## TEXT SHOWN
James received his PhD in 2007 from University of Cambridge, under the supervision of Professor Ley then spent two years at Université de Montréal with Prof Charette. In 2009 he joined Imperial College London as a Ramsay Memorial Research Fellow and in 2011 was awarded an EPSRC Career Acceleration Fellowship.

My Fellowship

My research focuses on the development of new chemical methods for the synthesis of diverse molecular frameworks, which have the potential to be lead compounds in drug discovery. There is considerable interest in the pharmaceutical industry in the use of more 3-dimensional (less planar) compounds as starting points for medicinal chemists to develop new medicines. The efficient synthesis of these complex structures from simple, readily available starting materials is of fundamental interest and a synthetic challenge.

## TASK 1
Name every university or college mentioned in the profile.
## TASK 2
Answer these questions from the profile:
(a) In what year did James receive his PhD?
(b) What fellowship was he awarded in 2011?
(c) What kind of compounds does the pharmaceutical industry have considerable interest in using as starting points?

## DATA EXCERPTS
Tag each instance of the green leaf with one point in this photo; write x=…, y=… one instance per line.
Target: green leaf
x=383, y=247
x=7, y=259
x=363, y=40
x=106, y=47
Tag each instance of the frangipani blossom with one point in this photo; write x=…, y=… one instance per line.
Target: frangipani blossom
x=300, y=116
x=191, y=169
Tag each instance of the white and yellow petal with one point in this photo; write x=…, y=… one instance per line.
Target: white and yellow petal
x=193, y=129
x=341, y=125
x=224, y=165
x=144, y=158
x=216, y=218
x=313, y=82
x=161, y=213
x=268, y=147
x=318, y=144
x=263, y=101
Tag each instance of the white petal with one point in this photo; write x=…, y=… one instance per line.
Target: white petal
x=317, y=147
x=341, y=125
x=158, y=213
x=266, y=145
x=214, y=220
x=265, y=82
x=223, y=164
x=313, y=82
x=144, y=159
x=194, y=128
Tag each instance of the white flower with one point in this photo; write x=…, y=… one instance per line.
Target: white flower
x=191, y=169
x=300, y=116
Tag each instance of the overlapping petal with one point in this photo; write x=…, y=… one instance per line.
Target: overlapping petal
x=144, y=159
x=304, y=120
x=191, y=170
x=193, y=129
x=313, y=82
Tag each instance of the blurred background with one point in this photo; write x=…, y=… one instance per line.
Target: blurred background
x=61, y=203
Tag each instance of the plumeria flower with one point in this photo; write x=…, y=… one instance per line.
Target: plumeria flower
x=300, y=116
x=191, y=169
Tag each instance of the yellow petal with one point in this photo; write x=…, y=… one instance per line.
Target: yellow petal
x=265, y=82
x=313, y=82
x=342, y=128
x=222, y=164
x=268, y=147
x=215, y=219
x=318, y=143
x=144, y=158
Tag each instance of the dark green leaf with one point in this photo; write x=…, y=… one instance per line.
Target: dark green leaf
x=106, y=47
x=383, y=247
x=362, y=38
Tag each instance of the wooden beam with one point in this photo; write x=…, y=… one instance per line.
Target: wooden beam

## YOUR SOLUTION 1
University of Cambridge
Université de Montréal
Imperial College London

## YOUR SOLUTION 2
(a) 2007
(b) An EPSRC Career Acceleration Fellowship
(c) More 3-dimensional (less planar) compounds